▶ **Task requirements**
Write out every line of the items below as a JSON list of strings, one string per line, skipping any blank lines.

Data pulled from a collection

============================================================

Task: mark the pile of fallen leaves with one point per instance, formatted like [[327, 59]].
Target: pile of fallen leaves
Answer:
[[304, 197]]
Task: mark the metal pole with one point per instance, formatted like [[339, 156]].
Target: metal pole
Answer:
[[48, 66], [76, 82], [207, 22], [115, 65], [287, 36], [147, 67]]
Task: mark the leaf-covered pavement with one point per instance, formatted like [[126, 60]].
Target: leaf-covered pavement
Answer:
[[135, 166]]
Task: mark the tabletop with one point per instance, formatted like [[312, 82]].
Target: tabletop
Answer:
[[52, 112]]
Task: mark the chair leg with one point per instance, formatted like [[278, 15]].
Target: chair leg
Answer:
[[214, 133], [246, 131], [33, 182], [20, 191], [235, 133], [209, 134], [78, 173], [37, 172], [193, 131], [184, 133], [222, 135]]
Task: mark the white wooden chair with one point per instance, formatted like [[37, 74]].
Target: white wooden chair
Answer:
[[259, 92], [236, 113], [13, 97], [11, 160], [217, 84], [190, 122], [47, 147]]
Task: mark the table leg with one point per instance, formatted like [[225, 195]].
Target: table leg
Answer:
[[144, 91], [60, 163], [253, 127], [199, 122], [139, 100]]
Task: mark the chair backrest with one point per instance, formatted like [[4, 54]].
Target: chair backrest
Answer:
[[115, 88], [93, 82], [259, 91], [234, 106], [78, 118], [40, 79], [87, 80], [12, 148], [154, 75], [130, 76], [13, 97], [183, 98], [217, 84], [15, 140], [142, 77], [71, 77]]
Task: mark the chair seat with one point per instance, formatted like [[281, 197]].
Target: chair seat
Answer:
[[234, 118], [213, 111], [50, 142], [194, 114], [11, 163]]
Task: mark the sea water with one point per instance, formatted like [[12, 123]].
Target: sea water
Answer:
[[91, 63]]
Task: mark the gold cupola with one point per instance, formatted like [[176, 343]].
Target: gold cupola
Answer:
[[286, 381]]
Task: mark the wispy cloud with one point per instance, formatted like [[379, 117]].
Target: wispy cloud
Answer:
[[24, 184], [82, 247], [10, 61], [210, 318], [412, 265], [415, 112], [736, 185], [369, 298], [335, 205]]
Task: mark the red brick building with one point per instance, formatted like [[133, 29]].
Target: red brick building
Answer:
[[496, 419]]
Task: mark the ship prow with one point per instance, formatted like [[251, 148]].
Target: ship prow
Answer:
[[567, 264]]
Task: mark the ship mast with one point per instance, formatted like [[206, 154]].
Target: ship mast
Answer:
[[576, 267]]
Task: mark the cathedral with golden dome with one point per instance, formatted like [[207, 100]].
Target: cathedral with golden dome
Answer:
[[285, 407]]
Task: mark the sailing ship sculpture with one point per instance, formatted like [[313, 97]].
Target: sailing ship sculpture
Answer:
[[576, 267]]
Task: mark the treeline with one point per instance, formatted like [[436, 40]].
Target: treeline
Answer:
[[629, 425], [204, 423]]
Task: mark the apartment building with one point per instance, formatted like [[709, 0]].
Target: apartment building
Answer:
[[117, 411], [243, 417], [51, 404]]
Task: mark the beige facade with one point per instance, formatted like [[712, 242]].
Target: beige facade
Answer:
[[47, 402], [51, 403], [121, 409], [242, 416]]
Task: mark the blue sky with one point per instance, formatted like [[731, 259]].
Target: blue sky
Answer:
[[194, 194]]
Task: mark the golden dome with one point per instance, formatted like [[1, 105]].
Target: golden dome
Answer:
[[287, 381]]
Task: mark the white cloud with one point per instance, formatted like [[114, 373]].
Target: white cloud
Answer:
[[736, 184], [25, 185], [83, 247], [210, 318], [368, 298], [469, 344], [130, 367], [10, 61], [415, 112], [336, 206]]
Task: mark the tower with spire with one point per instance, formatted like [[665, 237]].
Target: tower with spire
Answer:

============================================================

▶ **Answer for this exercise**
[
  "Task: mark the pile of fallen leaves with one point per instance, formatted like [[327, 59]].",
  "Target: pile of fallen leaves",
  "Answer:",
  "[[304, 197]]",
  "Task: mark the metal pole with one point per instance, formatted like [[339, 156]].",
  "Target: metal pole",
  "Answer:",
  "[[48, 66], [76, 82], [207, 22], [115, 65], [287, 36], [147, 67]]",
  "Task: mark the leaf-covered pavement with one point per instance, formatted like [[126, 60]].",
  "Target: leaf-covered pavement",
  "Answer:",
  "[[135, 166]]",
  "Task: mark the tabletop with one point per instance, formatted like [[312, 82]].",
  "Target: tabletop",
  "Answer:",
  "[[52, 112]]",
  "Task: mark the chair leg with one point per instance, formatted like [[278, 15]].",
  "Target: chair leg",
  "Answer:",
  "[[214, 133], [246, 131], [33, 182], [20, 191], [235, 133], [209, 134], [78, 173], [37, 172], [193, 131], [184, 133], [222, 135]]",
  "Task: mark the white wooden chair with one point per instance, formatted like [[37, 74]].",
  "Target: white wooden chair",
  "Answer:",
  "[[259, 92], [236, 113], [13, 97], [11, 160], [217, 84], [190, 122], [47, 147]]",
  "Task: mark the table leg with one point per instance, formatted like [[225, 195]].",
  "Target: table leg",
  "Answer:",
  "[[144, 91], [60, 163], [253, 127], [199, 122], [139, 100]]",
  "Task: mark the chair backrest with one point per instance, formatted like [[4, 54]].",
  "Target: chair backrest",
  "Answer:",
  "[[115, 88], [93, 82], [259, 91], [234, 106], [78, 118], [40, 79], [87, 80], [12, 148], [154, 75], [130, 76], [13, 97], [183, 98], [217, 84], [15, 140], [142, 77], [71, 77]]",
  "Task: mark the chair seat with one point per instance, formatted like [[281, 197]].",
  "Target: chair seat",
  "Answer:",
  "[[234, 118], [213, 111], [50, 142], [194, 114], [11, 163]]",
  "Task: mark the sea water with one point per instance, formatted like [[12, 123]].",
  "Target: sea water",
  "Answer:",
  "[[91, 63]]",
  "Task: mark the gold cupola with one point per instance, formatted like [[176, 343]].",
  "Target: gold cupola",
  "Answer:",
  "[[286, 381]]",
  "Task: mark the wispy cloud with one point per instance, formatted like [[379, 117]].",
  "Target: wispy cloud",
  "Answer:",
  "[[24, 184], [82, 247], [10, 61], [210, 318], [412, 265], [415, 112], [736, 185], [369, 298], [335, 205]]",
  "Task: mark the red brick building with one point per instance, formatted like [[133, 29]].",
  "Target: red brick building",
  "Answer:",
  "[[496, 419]]",
  "Task: mark the ship prow with one point per instance, formatted like [[251, 148]].",
  "Target: ship prow",
  "Answer:",
  "[[567, 264]]",
  "Task: mark the ship mast with one point per instance, formatted like [[206, 154]].",
  "Target: ship mast",
  "Answer:",
  "[[576, 267]]",
  "Task: mark the cathedral with golden dome with one point per instance, formatted like [[207, 100]].",
  "Target: cathedral with golden dome",
  "Answer:",
  "[[285, 407]]",
  "Task: mark the sailing ship sculpture with one point per instance, formatted like [[313, 97]].",
  "Target: sailing ship sculpture",
  "Answer:",
  "[[576, 267]]",
  "Task: mark the treeline with one point per instance, formatted like [[436, 40]].",
  "Target: treeline",
  "Answer:",
  "[[629, 425], [204, 423]]",
  "Task: mark the apartment building with one point per instance, formatted like [[709, 0]].",
  "Target: apartment building",
  "Answer:",
  "[[117, 411], [243, 417], [51, 404]]",
  "Task: mark the beige facade with one point per instance, formatted like [[712, 242]].",
  "Target: beige facade",
  "Answer:",
  "[[47, 402], [51, 403], [121, 409], [242, 416]]",
  "Task: mark the blue sky with one point per instance, formatted like [[731, 259]].",
  "Target: blue sky",
  "Answer:",
  "[[194, 194]]",
  "Task: mark the golden dome with one point per instance, formatted like [[1, 105]].",
  "Target: golden dome",
  "Answer:",
  "[[287, 381]]",
  "Task: mark the white cloud with one point per instance, formatted like [[114, 373]].",
  "Target: white cloud",
  "Answer:",
  "[[736, 184], [25, 185], [83, 247], [210, 318], [368, 298], [469, 344], [130, 367], [10, 61], [415, 112], [336, 206]]",
  "Task: mark the tower with spire with one point per instance, formatted like [[665, 237]].",
  "Target: tower with spire",
  "Answer:"
]